# [Assignment]
Find the lines in the records below that contain "flour", and report each of them.

# [Data supplied]
※
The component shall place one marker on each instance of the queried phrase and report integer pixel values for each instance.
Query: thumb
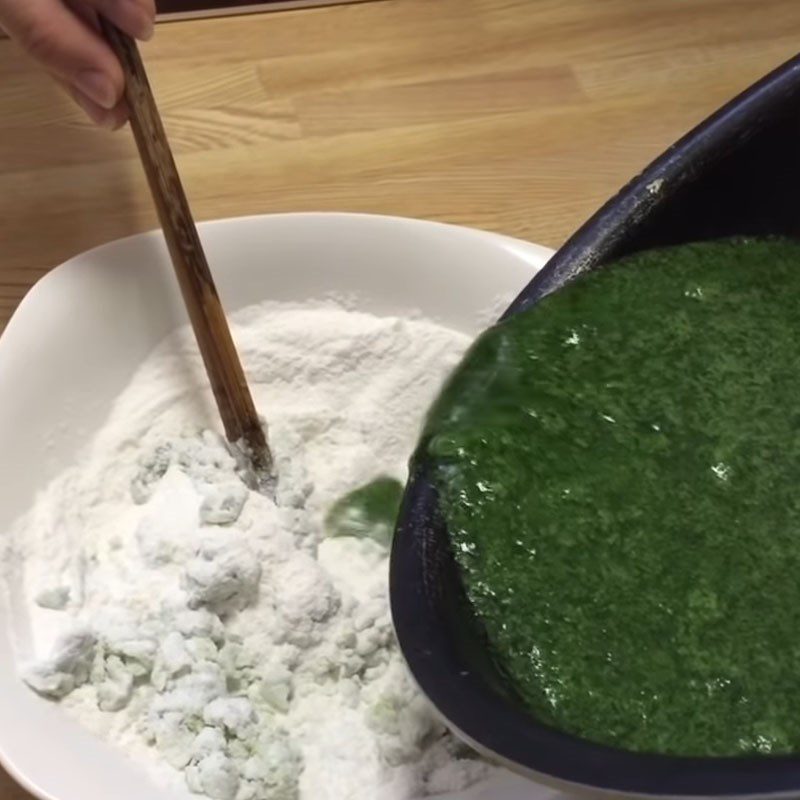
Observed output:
(66, 46)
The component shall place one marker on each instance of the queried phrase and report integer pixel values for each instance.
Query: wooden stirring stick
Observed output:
(207, 316)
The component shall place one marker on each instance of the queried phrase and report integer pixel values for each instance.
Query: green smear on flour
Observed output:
(369, 511)
(619, 469)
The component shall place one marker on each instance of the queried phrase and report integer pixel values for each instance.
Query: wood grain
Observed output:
(512, 115)
(223, 367)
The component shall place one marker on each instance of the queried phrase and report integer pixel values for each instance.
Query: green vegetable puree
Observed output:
(619, 470)
(370, 511)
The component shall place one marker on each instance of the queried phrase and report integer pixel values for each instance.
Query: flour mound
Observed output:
(217, 627)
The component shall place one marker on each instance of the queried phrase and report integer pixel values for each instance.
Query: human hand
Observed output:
(64, 37)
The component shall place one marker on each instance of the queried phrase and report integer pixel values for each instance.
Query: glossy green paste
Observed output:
(619, 469)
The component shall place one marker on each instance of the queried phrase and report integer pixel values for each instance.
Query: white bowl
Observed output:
(77, 338)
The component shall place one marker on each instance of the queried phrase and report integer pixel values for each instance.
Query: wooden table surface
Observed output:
(519, 116)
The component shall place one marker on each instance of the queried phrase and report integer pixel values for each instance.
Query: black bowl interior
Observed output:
(738, 173)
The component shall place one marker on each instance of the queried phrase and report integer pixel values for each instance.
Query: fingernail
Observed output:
※
# [Answer for the task]
Query: green smear on flour
Query: flour mound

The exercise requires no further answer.